#### PROBLEM DETAILS:
List each line in the rows below that contains the string "paved", copying every such line in full.

#### RECORD LIST:
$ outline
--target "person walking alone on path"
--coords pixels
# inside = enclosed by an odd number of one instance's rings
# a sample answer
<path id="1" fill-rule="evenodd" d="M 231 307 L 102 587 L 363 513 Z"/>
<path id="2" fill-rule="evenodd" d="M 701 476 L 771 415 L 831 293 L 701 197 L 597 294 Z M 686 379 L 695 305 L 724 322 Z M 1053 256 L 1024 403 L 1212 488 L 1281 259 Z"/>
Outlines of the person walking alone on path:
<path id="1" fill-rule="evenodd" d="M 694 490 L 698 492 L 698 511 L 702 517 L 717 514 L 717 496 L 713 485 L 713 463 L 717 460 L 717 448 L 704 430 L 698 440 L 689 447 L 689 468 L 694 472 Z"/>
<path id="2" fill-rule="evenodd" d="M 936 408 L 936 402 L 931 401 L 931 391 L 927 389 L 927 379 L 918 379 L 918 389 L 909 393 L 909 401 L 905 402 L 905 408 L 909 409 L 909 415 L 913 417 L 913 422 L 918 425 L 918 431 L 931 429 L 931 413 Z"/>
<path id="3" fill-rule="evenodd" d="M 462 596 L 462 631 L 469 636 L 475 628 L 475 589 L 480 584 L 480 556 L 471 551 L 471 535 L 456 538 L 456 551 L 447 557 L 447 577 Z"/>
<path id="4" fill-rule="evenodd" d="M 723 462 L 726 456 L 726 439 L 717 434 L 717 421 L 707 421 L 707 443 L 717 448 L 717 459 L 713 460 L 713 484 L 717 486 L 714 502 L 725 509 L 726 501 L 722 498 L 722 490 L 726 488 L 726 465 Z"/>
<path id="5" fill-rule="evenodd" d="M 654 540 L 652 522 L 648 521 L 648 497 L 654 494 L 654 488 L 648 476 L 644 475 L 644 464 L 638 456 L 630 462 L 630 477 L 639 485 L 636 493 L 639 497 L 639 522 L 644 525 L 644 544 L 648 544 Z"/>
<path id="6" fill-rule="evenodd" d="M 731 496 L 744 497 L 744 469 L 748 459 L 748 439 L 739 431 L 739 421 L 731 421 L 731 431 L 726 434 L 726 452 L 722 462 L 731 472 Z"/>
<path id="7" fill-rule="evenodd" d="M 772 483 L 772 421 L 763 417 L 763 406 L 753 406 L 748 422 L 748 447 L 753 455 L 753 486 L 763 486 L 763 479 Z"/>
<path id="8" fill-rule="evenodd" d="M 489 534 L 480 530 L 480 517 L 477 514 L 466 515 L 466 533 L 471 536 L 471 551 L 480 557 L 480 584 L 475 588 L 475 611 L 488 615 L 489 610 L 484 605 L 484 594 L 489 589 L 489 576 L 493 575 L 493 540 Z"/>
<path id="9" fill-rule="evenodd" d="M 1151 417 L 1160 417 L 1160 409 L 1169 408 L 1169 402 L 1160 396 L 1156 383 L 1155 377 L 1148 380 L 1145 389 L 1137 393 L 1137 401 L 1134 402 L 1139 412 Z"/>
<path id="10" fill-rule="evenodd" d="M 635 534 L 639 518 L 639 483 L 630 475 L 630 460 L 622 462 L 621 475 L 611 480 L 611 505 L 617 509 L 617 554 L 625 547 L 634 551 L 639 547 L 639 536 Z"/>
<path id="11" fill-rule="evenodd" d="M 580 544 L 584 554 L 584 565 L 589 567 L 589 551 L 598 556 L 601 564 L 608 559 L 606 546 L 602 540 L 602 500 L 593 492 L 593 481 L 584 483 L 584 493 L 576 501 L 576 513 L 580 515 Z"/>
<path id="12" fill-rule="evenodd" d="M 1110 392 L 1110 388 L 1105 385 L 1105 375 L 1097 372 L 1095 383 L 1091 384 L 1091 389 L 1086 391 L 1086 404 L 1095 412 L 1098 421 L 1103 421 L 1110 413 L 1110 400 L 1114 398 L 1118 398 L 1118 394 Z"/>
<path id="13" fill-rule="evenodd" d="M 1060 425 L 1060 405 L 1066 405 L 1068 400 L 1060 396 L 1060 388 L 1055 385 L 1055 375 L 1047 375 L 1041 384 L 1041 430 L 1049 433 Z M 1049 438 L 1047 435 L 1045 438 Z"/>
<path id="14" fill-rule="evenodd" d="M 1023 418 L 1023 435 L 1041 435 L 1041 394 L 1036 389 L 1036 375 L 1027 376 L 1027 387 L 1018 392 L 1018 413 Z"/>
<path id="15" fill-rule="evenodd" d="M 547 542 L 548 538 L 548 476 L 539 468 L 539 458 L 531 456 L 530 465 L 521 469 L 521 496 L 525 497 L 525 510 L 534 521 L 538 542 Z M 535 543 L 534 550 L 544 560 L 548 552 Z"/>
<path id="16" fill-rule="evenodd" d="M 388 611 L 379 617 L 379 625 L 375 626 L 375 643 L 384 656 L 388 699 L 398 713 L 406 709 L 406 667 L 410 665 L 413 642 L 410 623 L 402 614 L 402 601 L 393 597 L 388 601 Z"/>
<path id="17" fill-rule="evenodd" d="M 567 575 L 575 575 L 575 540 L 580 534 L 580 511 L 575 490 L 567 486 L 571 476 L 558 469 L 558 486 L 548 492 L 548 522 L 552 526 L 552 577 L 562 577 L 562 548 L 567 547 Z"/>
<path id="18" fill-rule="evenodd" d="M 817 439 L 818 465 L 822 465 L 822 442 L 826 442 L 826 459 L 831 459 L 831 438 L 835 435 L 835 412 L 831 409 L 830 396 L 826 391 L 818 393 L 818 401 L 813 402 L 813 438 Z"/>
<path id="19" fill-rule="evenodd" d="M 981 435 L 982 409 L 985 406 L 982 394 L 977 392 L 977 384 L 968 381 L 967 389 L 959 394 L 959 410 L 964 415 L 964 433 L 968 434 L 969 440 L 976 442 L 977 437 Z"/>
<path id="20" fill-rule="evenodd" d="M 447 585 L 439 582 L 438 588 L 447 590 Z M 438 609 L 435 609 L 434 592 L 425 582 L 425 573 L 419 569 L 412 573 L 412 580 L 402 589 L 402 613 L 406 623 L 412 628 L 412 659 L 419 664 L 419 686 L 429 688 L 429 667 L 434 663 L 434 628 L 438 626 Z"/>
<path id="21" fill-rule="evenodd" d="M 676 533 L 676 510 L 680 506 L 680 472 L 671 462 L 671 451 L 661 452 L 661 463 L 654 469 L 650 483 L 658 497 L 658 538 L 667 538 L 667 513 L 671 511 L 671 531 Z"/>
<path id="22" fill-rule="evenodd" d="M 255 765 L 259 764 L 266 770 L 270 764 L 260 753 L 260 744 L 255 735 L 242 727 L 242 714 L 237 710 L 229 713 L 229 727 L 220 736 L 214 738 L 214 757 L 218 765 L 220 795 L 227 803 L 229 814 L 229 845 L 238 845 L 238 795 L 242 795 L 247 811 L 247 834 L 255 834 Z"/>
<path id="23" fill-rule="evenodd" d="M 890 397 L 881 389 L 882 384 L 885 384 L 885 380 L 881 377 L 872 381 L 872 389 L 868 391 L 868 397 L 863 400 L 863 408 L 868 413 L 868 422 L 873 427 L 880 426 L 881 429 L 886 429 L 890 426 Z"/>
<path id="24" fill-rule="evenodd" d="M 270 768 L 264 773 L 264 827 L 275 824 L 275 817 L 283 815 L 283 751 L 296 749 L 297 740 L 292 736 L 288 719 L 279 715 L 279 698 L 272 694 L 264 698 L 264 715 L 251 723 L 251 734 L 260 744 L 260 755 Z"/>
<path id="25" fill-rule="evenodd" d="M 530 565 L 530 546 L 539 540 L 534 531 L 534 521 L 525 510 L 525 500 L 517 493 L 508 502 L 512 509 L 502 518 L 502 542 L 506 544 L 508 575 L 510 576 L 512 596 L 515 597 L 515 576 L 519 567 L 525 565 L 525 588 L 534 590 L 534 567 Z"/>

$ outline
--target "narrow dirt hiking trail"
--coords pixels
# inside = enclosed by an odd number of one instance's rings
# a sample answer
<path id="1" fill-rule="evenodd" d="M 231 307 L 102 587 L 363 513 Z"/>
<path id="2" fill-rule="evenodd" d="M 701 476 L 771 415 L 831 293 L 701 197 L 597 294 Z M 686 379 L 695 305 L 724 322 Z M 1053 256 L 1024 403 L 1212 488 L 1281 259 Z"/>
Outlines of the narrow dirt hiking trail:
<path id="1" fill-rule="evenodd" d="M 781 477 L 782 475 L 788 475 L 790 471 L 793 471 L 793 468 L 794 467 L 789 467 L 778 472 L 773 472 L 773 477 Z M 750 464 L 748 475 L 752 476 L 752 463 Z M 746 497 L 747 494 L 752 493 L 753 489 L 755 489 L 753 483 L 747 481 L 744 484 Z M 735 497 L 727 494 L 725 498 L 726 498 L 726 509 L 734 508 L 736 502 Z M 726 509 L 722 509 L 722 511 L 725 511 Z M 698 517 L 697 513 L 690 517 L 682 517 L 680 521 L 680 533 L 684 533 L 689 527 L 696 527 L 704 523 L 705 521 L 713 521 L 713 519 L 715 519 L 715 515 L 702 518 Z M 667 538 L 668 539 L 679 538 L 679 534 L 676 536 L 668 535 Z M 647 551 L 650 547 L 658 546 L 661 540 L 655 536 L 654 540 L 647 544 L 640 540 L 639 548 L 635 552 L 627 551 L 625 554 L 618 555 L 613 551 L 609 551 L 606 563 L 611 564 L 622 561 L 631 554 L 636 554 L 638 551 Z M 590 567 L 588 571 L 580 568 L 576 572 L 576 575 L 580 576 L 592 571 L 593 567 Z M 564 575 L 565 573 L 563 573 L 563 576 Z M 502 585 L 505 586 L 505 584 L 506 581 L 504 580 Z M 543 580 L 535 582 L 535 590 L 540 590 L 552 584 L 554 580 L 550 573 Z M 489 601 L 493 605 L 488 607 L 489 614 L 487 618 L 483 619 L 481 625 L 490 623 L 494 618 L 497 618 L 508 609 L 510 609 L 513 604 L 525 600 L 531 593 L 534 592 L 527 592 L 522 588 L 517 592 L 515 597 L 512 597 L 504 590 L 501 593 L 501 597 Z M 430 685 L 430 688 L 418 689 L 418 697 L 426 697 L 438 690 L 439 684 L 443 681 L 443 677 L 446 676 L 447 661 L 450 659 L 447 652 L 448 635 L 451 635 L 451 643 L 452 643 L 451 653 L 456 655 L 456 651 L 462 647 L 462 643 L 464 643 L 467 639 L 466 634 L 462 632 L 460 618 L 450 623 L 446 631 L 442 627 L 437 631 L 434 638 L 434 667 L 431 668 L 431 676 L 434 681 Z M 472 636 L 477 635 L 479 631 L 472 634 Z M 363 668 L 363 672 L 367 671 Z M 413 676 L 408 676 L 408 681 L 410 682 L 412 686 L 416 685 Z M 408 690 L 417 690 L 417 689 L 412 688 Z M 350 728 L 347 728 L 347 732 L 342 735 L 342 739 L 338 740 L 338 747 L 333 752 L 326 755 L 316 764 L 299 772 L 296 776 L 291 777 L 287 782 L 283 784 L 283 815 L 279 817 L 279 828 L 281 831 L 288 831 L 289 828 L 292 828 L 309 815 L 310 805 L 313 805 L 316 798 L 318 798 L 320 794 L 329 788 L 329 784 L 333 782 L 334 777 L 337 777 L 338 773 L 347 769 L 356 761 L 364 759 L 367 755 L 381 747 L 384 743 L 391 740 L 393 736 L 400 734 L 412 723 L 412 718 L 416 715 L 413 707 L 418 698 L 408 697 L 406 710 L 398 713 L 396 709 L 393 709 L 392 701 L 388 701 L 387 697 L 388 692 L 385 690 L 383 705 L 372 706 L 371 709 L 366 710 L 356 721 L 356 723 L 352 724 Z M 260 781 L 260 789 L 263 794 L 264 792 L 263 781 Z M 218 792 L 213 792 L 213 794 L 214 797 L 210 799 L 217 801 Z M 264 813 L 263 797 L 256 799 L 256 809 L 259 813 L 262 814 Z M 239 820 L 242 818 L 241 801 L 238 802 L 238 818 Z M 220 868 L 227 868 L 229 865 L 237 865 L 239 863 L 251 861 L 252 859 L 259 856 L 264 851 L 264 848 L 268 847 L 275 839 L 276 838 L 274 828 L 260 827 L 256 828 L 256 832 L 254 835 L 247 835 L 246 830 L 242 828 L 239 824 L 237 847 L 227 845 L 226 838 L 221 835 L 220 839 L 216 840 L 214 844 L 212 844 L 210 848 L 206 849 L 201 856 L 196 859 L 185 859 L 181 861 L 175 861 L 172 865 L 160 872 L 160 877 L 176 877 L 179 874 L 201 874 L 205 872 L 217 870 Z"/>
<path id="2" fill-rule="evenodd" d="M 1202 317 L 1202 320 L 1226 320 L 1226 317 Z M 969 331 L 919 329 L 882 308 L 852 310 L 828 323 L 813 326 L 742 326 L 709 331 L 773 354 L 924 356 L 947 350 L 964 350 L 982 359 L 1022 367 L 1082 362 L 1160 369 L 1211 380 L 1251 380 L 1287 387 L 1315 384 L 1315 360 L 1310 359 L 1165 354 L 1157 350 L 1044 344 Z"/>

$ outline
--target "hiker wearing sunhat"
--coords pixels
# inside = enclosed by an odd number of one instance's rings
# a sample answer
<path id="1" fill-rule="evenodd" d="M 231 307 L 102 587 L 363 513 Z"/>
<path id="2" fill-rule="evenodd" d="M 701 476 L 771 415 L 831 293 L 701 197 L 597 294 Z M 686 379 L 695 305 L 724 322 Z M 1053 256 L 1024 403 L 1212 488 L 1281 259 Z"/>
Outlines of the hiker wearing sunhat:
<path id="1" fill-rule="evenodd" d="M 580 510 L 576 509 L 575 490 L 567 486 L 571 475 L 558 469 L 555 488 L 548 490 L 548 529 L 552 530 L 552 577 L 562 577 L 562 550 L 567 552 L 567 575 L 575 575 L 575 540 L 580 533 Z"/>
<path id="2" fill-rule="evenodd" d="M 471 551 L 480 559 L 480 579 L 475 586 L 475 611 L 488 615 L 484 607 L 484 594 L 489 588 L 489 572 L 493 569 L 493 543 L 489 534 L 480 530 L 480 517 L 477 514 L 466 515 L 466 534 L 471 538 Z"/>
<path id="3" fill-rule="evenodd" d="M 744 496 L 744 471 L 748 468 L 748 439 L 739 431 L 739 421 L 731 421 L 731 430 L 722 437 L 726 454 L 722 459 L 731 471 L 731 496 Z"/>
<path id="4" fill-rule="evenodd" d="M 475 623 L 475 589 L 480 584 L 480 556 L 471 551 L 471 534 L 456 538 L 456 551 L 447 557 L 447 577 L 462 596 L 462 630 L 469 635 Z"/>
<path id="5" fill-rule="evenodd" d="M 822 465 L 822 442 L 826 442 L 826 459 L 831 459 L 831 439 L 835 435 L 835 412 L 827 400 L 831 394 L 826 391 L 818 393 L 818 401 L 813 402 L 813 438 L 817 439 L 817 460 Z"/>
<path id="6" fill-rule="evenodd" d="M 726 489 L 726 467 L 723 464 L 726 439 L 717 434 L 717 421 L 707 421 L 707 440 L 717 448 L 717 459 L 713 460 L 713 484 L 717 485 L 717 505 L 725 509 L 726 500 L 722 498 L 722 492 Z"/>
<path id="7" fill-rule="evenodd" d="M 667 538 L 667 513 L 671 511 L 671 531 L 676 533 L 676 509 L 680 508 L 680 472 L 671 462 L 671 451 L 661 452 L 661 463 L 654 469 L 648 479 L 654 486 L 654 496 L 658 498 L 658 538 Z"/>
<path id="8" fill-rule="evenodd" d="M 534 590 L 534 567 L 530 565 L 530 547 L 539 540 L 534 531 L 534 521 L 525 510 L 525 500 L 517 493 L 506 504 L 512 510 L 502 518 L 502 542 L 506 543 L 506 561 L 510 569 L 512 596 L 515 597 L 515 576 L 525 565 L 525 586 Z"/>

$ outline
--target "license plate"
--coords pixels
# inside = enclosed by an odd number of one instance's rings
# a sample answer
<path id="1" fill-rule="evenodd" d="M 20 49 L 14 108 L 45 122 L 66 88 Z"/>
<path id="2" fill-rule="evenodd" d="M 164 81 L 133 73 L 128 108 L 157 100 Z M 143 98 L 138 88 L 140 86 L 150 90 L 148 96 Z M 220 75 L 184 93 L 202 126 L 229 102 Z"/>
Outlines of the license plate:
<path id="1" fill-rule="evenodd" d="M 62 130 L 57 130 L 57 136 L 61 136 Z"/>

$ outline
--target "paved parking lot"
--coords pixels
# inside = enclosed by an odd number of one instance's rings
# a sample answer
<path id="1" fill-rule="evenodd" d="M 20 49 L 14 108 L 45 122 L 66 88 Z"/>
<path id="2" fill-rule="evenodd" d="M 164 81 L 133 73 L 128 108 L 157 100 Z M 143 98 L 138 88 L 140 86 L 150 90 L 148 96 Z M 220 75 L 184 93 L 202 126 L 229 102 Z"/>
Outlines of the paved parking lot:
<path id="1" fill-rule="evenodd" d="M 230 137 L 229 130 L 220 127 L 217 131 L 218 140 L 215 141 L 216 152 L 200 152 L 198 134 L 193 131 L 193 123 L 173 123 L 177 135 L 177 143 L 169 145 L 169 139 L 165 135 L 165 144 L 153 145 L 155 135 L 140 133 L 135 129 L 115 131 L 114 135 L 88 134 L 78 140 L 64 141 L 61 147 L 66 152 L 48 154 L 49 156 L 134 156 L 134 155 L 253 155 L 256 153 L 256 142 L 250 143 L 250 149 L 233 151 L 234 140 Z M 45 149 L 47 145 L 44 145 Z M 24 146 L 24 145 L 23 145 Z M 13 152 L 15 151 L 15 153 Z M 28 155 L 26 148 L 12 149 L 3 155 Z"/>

#### REPLY TO THE EXERCISE:
--target "paved parking lot"
Outlines of the paved parking lot:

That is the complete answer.